* Problem to work on *
Copy word for word the lines from the one containing "Guideline: the keypoint for each instance of the underwater" through the one containing "Guideline: the keypoint for each instance of the gray", including both of those lines.

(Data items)

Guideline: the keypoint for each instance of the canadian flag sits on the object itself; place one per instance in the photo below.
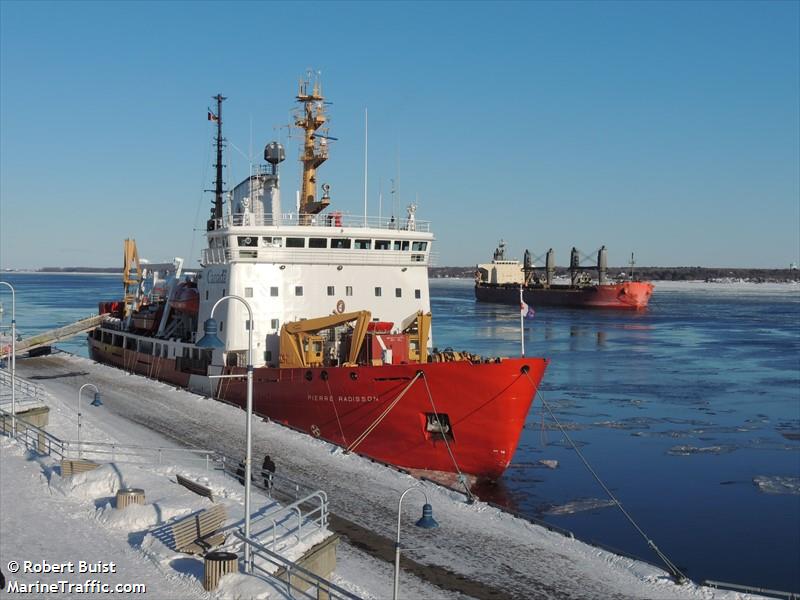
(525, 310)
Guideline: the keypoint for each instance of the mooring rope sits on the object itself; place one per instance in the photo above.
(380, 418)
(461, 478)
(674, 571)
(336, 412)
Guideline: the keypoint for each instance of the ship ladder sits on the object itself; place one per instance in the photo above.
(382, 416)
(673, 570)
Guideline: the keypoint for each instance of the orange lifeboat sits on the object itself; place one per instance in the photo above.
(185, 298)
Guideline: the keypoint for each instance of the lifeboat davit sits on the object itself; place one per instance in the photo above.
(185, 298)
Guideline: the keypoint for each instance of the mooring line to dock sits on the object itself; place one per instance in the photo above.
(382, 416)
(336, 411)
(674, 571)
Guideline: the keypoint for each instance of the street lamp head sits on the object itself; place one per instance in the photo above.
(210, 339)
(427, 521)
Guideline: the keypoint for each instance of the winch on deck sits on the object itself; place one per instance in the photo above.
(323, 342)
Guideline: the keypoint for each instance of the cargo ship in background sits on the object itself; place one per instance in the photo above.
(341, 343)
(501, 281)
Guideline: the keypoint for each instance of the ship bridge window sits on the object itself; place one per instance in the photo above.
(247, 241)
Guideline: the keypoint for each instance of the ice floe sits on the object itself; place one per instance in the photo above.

--

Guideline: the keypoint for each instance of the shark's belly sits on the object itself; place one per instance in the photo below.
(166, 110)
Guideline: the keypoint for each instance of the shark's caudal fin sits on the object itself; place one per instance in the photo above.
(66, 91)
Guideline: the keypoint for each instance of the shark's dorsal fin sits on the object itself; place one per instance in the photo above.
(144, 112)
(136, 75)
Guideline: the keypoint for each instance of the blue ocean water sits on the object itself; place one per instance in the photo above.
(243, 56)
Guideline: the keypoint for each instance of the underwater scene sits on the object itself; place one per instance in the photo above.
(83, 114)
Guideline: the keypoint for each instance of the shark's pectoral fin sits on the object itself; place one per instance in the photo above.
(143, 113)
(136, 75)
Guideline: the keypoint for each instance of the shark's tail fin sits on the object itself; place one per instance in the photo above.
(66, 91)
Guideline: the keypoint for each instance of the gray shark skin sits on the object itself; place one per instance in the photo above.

* Answer for the task *
Guideline: the keypoint for each instance of the underwater scene sits on the object itself; place one per instance in the photo above.
(83, 114)
Guideline: the keypoint for each instance of the shark's pectoral fin sits on the object itself; place one per instance in the photo above.
(143, 113)
(136, 75)
Guideline: the keypoint for each instance of the shark's tail fin sits on the object itself; place one per instance in the photo above.
(66, 91)
Guideline: the keypoint for each instance of the gray shark skin sits on the object itself; place one per instance in the photo above.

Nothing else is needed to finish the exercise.